[Selected extract]
━━━━
# Adria Coral 650SP - Fresh Water Tank



## Pollydoodle (Aug 18, 2005)

What sort of 'bung' do you have in the bottom of your fresh water tank? Ours is a plastic plug with a piece of cord to pull it out. Our problem is when the tank is low on water, it floats out and when you fill up again, water pours straight out the bottom. I tried to buy a new one over the phone from our Dealer, but what was on offer seemed to be completely different, which makes me think ours might not be the original, hence this question. I bought a sink type plug, but this didnt work.


----------



## UncleNorm (May 1, 2005)

Hi Pollydoodle! 

No doubt we have a similar 110 litre tank. To access the bung, a circular hatch has to be removed from the seat base. Then a large cap is unscrewed to allow an arm to be inserted up to the elbow! Not really a winter job!

Once inside, I can feel the bung which has a handle on it. 

Now, if I ever damaged the bung, I think I'd start looking at wine bottles. If their bungs are too small, maybe those for wine-making demijohns would be appropriate.

If you find a solution, please let us know.


----------



## apxc15 (Dec 1, 2007)

My tank has a bung with a white plastic lever. I assume that you release the bung by lifting the lever. Not going to try it though.
The lever also serves to hold a red hose down to the bottom of the tank.
My Coral is 2004 model and of a similar age to yours I think.

I'm here on the Costa Del Sol and it's windy, cold and chucking it down with rain. :roll: 

Pete


----------



## Pollydoodle (Aug 18, 2005)

Thank you Uncle Norm & Pete (and Oxford Wanderer)

The bung with a handle is what the dealer said was supplied, mine just had a piece of plastic like electricians use to hold a bunch of wires together, to pull it out. Unfortunately it comes out on its own when water level is low, hence the post.

Not much fun having the water flow out faster than you can put in! Quite a panic turning off hose and undoing the cushion clips etc. before anymore water is lost. Trouble is, it doesnt happen everytime, so it can catch you unawares.

Never thought about using a wine bottle cork. A VERY good excuse for a drink :lol: Bit too early now though!


----------



## Suenliam (Mar 22, 2006)
━━━━
[Entries shown]
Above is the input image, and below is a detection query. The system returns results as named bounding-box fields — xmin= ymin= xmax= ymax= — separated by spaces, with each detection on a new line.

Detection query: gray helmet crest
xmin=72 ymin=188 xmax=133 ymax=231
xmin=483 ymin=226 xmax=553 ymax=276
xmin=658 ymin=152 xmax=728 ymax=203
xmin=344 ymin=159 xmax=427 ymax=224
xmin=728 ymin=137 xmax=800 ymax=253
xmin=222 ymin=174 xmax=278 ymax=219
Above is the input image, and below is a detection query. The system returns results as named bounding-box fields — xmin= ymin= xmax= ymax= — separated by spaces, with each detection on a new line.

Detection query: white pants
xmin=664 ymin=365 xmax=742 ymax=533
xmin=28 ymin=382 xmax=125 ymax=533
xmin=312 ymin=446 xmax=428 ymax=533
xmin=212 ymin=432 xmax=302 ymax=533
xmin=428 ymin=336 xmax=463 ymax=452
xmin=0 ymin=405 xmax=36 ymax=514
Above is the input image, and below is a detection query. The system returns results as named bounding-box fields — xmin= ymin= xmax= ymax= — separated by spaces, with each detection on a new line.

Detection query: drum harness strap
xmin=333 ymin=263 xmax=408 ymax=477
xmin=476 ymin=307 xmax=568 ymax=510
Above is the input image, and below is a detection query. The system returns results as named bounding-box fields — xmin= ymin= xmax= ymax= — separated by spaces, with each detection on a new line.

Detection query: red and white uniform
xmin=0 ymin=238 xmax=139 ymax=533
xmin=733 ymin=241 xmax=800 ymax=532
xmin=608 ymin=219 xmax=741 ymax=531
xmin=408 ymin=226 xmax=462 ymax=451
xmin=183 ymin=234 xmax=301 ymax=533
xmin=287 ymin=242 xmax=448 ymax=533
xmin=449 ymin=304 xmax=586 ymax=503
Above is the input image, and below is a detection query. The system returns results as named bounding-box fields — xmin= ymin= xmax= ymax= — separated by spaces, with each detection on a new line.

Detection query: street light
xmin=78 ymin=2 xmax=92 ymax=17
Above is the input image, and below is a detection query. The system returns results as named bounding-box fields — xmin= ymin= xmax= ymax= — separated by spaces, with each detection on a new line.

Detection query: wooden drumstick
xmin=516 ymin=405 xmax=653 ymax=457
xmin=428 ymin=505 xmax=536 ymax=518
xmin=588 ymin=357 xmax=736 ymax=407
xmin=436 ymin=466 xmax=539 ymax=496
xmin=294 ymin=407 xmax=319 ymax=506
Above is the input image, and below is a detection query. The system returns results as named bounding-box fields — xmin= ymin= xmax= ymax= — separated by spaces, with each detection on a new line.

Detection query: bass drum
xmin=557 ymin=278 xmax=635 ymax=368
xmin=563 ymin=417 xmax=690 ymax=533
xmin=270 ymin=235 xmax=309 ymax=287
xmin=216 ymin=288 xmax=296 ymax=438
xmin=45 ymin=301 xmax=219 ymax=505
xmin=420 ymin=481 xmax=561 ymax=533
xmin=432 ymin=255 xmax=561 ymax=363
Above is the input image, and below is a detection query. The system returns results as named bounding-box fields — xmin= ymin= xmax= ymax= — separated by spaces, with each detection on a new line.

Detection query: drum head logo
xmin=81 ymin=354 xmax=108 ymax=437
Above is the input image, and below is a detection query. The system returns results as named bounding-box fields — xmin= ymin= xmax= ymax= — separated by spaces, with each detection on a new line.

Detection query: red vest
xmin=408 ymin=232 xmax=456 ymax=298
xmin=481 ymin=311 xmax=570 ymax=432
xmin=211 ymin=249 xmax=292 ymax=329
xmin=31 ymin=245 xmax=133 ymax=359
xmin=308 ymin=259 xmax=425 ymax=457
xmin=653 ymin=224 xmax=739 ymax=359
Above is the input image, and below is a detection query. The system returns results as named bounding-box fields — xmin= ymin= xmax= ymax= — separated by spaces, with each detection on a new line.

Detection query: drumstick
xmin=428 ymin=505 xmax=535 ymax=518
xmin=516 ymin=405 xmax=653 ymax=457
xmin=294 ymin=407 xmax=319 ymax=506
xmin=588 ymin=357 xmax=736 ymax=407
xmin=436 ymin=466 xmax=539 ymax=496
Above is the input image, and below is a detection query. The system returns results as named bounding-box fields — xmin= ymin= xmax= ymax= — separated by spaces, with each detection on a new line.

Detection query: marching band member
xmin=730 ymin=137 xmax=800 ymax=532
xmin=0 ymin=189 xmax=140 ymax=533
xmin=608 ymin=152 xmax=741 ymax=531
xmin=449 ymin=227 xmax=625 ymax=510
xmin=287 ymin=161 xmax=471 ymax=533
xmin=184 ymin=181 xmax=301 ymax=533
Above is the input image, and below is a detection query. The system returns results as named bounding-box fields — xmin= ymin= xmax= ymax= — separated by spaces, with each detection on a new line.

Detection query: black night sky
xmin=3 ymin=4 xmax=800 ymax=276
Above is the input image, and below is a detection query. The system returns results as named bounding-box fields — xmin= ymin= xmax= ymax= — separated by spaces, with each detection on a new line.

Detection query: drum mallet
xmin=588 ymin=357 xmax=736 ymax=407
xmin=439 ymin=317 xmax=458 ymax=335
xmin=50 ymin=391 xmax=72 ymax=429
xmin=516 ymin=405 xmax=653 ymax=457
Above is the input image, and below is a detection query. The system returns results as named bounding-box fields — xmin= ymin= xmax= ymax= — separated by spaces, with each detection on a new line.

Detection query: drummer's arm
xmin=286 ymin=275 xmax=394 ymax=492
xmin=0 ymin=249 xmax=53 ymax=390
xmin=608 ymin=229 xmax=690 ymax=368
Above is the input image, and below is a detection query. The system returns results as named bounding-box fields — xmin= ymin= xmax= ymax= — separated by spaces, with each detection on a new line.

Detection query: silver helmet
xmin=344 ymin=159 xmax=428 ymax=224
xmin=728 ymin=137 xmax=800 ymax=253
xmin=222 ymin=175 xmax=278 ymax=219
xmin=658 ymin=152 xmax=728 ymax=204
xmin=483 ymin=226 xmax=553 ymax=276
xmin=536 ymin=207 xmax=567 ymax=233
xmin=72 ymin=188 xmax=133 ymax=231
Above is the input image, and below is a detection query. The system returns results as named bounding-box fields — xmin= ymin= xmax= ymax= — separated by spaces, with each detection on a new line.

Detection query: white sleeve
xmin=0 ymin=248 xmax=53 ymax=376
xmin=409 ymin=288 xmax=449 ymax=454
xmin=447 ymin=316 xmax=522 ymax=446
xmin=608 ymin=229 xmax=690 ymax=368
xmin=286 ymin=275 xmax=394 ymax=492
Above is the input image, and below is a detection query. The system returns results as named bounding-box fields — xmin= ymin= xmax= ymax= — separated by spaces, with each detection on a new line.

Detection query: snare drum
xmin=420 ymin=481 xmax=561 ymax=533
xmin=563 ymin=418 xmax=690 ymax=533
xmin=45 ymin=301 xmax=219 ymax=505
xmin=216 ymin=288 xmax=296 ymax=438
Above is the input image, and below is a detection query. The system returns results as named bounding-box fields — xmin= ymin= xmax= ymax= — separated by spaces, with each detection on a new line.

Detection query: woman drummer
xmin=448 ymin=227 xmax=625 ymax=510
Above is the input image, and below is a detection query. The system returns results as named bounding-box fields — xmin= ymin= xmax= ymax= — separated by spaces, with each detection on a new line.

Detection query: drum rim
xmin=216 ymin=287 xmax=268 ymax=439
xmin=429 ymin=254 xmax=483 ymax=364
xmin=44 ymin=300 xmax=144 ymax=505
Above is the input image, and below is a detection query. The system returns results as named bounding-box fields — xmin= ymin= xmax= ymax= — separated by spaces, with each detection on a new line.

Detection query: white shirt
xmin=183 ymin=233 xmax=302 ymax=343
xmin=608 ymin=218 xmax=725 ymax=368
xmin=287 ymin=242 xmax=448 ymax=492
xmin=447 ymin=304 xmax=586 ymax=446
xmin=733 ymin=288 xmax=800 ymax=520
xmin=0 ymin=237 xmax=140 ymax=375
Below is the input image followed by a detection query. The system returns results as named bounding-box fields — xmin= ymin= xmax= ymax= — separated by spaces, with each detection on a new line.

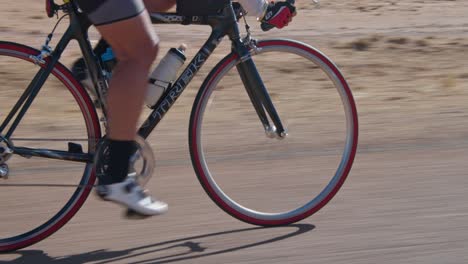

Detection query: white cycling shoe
xmin=96 ymin=175 xmax=169 ymax=217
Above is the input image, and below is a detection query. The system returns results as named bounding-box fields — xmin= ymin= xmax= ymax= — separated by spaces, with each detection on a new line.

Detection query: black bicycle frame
xmin=0 ymin=2 xmax=285 ymax=162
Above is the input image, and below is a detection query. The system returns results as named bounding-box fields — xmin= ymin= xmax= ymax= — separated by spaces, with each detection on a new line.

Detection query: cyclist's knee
xmin=145 ymin=0 xmax=176 ymax=12
xmin=116 ymin=41 xmax=159 ymax=69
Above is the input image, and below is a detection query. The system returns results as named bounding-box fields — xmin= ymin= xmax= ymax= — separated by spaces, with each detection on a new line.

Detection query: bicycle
xmin=0 ymin=0 xmax=358 ymax=252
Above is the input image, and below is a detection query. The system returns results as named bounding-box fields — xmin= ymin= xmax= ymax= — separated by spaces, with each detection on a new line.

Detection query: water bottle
xmin=101 ymin=47 xmax=117 ymax=78
xmin=145 ymin=44 xmax=187 ymax=108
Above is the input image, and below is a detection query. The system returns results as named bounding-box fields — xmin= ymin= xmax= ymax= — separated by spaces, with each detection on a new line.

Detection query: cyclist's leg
xmin=97 ymin=11 xmax=158 ymax=140
xmin=144 ymin=0 xmax=176 ymax=12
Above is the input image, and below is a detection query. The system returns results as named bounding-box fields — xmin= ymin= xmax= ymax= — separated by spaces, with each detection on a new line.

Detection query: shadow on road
xmin=0 ymin=224 xmax=315 ymax=264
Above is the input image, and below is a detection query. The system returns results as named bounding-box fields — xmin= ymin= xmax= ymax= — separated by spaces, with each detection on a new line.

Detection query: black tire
xmin=189 ymin=39 xmax=358 ymax=226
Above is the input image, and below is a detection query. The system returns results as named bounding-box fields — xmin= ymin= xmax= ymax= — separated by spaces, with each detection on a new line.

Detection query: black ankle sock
xmin=99 ymin=139 xmax=135 ymax=185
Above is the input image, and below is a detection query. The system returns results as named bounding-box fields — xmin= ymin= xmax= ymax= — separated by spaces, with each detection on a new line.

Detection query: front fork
xmin=236 ymin=41 xmax=288 ymax=139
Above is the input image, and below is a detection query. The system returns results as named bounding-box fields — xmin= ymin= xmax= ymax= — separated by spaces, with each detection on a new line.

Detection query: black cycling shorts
xmin=77 ymin=0 xmax=145 ymax=26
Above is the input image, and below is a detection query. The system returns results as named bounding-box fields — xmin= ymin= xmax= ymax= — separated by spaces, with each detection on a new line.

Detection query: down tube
xmin=138 ymin=31 xmax=224 ymax=138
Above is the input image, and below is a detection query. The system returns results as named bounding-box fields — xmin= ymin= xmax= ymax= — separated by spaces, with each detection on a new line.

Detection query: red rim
xmin=0 ymin=42 xmax=101 ymax=252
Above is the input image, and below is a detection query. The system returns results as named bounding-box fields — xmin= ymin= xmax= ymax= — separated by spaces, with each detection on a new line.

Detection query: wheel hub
xmin=0 ymin=137 xmax=13 ymax=179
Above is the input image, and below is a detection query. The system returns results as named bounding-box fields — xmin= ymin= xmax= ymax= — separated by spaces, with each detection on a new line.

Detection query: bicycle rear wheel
xmin=0 ymin=42 xmax=101 ymax=252
xmin=189 ymin=40 xmax=358 ymax=226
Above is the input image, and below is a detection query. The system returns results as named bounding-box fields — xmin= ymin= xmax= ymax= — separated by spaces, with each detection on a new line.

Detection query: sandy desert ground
xmin=0 ymin=0 xmax=468 ymax=264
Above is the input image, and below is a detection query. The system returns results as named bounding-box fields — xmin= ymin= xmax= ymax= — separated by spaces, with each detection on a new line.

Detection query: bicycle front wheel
xmin=0 ymin=42 xmax=101 ymax=252
xmin=189 ymin=40 xmax=358 ymax=226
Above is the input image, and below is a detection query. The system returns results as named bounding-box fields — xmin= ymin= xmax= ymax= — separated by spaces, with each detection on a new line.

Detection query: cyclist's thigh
xmin=78 ymin=0 xmax=159 ymax=60
xmin=78 ymin=0 xmax=145 ymax=26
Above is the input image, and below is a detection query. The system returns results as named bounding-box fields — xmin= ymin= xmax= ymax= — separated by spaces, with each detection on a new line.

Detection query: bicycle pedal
xmin=124 ymin=209 xmax=151 ymax=220
xmin=68 ymin=142 xmax=83 ymax=154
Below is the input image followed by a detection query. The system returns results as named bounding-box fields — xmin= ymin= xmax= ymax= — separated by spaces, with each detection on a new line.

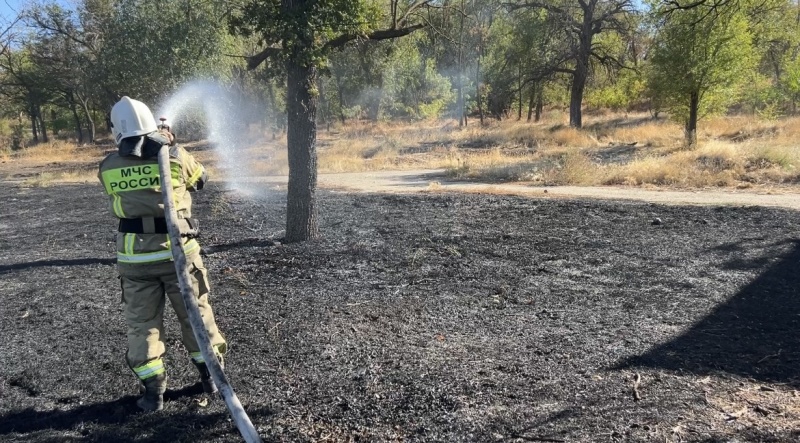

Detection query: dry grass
xmin=320 ymin=114 xmax=800 ymax=187
xmin=0 ymin=111 xmax=800 ymax=189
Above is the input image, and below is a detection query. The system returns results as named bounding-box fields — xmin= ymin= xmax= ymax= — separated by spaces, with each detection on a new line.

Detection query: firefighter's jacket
xmin=98 ymin=146 xmax=206 ymax=266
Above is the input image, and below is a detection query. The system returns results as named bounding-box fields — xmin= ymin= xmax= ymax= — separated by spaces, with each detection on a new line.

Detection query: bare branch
xmin=245 ymin=48 xmax=281 ymax=71
xmin=325 ymin=23 xmax=426 ymax=49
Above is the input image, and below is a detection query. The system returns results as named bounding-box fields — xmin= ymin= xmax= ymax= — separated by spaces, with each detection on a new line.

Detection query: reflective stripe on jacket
xmin=98 ymin=146 xmax=205 ymax=264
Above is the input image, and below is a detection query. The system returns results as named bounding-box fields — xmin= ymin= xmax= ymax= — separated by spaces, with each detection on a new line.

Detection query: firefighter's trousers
xmin=118 ymin=254 xmax=227 ymax=380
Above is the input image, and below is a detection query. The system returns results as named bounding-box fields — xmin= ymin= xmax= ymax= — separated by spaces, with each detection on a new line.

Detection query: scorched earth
xmin=0 ymin=183 xmax=800 ymax=442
━━━━
[Actions to take]
1 - In the fresh water tank thread, transcribe the passage between "I'm here on" and "(and Oxford Wanderer)", inclusive.
2 - According to the fresh water tank thread, what model year is Pete's Coral?

[Exercise answers]
1 -
I'm here on the Costa Del Sol and it's windy, cold and chucking it down with rain. :roll: 

Pete


----------



## Pollydoodle (Aug 18, 2005)

Thank you Uncle Norm & Pete (and Oxford Wanderer)

2 - 2004